Give the listing again in full, exactly as written.

....................

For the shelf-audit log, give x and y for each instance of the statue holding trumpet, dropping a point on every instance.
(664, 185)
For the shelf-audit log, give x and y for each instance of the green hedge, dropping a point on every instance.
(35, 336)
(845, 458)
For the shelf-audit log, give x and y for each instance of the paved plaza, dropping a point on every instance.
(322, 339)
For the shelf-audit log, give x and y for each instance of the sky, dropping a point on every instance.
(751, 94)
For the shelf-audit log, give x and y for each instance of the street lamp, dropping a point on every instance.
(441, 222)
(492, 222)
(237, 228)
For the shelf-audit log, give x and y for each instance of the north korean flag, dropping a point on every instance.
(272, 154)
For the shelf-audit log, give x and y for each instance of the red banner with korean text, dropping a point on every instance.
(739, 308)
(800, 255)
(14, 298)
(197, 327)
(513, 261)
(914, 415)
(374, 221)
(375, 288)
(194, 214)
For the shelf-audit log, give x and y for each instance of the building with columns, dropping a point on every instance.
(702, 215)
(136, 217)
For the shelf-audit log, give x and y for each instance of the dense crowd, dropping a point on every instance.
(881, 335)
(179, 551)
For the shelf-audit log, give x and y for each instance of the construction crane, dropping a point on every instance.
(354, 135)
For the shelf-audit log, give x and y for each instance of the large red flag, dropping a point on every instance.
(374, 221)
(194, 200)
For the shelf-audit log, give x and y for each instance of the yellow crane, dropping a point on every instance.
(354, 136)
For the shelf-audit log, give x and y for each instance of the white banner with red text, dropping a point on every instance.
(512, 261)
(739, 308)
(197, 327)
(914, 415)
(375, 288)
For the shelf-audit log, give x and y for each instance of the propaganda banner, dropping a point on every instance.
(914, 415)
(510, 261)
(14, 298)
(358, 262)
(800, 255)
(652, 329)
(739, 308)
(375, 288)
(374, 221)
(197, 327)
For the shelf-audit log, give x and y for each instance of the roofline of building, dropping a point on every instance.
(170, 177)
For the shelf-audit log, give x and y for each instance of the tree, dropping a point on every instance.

....................

(In response):
For the shelf-audit log, give x and y for each instance of the statue holding trumpet, dropping a point on every instance.
(664, 185)
For the shelf-audit log, give x and y for each instance of the green hedge, dropping a point on every instance.
(35, 336)
(845, 458)
For the shelf-audit log, give x and y for each instance of the paved plaza, dropping a point on every instance.
(322, 339)
For the shelf-audit log, give x and y for each instance of the sky, dropping a point on every instance.
(751, 94)
For the shelf-audit log, give x and y for each instance of the street lamp, dropping a point on every instance.
(441, 222)
(492, 222)
(237, 228)
For the shelf-audit log, give x and y for each instance of the north korean flag, dropping a point on every instance.
(272, 154)
For the shelf-audit log, give x and y for each instance of the red banner with korean text, dropping a point on every instance.
(739, 308)
(800, 255)
(14, 298)
(197, 327)
(513, 261)
(914, 415)
(374, 221)
(375, 288)
(194, 214)
For the shelf-audit log, give x and y for each instance of the building with columns, dropping a point on every instance.
(702, 215)
(136, 217)
For the shelf-audit log, give x and y for each instance of the dense crowd, dropping a point on every instance.
(881, 335)
(179, 551)
For the shelf-audit log, give x and y for each instance of the construction crane, dropping a point on every instance.
(354, 135)
For the shelf-audit log, give x and y for each instance of the large red flag, dropping a point on every instance.
(374, 221)
(194, 200)
For the shelf-audit log, give x and y for each instance of the yellow crane, dropping a point on every instance.
(354, 136)
For the shelf-audit log, give x and y for each instance of the white banner with red text, dropping a point on every instance.
(512, 261)
(739, 308)
(197, 327)
(914, 415)
(375, 288)
For the shelf-audit log, give x and y for each instance of the propaganda banner, dropping a point on every instance.
(914, 415)
(510, 261)
(14, 298)
(358, 262)
(800, 255)
(652, 329)
(739, 308)
(375, 288)
(374, 221)
(197, 327)
For the shelf-audit log, give x and y for each instance of the roofline of building, dropping a point on every instance.
(170, 177)
For the shelf-audit log, give x and y for each instance of the tree, dropping a point on every instance.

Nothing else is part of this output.